BEGIN Records

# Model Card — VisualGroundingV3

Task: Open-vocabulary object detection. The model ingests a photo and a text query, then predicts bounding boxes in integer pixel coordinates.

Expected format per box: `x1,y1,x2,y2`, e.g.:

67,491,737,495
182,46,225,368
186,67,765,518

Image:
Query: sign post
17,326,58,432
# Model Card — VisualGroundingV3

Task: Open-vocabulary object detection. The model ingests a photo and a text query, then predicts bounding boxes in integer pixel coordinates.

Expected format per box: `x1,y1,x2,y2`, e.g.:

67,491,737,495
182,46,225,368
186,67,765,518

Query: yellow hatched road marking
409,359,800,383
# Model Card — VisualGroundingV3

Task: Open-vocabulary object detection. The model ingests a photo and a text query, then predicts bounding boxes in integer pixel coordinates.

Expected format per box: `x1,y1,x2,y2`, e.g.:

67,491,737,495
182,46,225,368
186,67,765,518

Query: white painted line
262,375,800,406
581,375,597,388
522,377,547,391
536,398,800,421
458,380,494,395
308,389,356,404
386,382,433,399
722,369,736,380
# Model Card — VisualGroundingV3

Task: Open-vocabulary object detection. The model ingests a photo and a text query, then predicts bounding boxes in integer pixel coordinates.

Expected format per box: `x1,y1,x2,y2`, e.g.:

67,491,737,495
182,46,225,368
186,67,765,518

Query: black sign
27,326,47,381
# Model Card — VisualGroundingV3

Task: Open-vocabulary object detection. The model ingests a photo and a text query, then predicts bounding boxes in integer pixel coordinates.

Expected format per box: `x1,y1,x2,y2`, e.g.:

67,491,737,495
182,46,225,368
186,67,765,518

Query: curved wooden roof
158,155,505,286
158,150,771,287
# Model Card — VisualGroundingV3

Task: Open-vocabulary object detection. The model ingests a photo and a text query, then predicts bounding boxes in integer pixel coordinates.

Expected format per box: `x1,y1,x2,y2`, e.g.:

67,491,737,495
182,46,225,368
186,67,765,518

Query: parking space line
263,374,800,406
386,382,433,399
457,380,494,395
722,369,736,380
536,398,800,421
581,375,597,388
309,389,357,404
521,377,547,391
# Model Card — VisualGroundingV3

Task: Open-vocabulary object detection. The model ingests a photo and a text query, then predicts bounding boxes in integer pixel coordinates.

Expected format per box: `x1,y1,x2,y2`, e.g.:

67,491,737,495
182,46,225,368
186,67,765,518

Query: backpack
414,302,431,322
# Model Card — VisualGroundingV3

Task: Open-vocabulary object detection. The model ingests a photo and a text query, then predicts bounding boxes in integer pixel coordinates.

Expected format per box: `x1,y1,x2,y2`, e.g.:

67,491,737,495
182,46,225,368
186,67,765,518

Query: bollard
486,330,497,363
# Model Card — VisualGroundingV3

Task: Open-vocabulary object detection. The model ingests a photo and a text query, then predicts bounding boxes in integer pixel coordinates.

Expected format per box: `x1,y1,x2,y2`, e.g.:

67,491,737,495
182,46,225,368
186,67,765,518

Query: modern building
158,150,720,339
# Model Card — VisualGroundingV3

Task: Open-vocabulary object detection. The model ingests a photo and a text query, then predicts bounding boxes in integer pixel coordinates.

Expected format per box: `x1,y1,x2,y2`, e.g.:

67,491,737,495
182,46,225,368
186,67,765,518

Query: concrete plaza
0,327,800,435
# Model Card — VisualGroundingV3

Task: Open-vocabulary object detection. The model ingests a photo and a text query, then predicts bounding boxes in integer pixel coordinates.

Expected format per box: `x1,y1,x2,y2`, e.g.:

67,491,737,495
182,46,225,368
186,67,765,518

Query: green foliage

END Records

Given request » Report every row of the records that includes the word "line".

Finished exercise »
Query: white painted line
Query: parking space line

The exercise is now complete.